* TASK PROMPT: Quote, word for word, every line starting at the line that contains "Find the petrol" and ending with the last line of the records; include both of these lines and no others.

▼

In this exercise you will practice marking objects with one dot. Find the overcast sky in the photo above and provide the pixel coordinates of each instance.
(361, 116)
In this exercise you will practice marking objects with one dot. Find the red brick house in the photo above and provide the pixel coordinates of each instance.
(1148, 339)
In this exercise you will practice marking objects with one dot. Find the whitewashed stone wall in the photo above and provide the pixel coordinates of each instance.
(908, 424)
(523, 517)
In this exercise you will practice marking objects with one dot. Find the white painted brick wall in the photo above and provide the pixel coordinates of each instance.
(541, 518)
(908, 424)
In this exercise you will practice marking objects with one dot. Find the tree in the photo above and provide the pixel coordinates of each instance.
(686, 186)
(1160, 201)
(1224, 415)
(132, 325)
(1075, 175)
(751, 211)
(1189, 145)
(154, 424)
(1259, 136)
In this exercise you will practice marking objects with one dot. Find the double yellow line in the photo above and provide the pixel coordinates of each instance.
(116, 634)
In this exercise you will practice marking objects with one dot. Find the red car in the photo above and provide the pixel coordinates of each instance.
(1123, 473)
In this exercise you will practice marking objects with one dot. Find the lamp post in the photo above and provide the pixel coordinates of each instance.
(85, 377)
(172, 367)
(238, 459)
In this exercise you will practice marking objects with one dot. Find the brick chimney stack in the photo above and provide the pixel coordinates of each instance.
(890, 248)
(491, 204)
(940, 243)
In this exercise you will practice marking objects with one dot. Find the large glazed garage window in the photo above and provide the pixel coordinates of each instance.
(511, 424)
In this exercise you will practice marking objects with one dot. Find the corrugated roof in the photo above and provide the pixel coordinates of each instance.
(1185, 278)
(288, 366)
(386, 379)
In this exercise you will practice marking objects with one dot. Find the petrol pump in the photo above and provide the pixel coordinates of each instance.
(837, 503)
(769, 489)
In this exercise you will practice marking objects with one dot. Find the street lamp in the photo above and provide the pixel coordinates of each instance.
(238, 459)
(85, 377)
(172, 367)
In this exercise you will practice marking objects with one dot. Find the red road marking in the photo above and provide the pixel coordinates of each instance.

▲

* EXERCISE RESULT:
In this exercise you will practice marking objects with one dot. Find the petrol pump in the photo above and provide the pixel coordinates of each instance.
(837, 503)
(769, 489)
In this exercise you will practice marking objects with one dot. Find the street lamp in the photo above and provide the pixel coordinates of each instance.
(238, 459)
(85, 377)
(172, 367)
In this exercise you will practice marking objects with one dot. Find the red road marking in the photo above and provide the pixel coordinates of each instance.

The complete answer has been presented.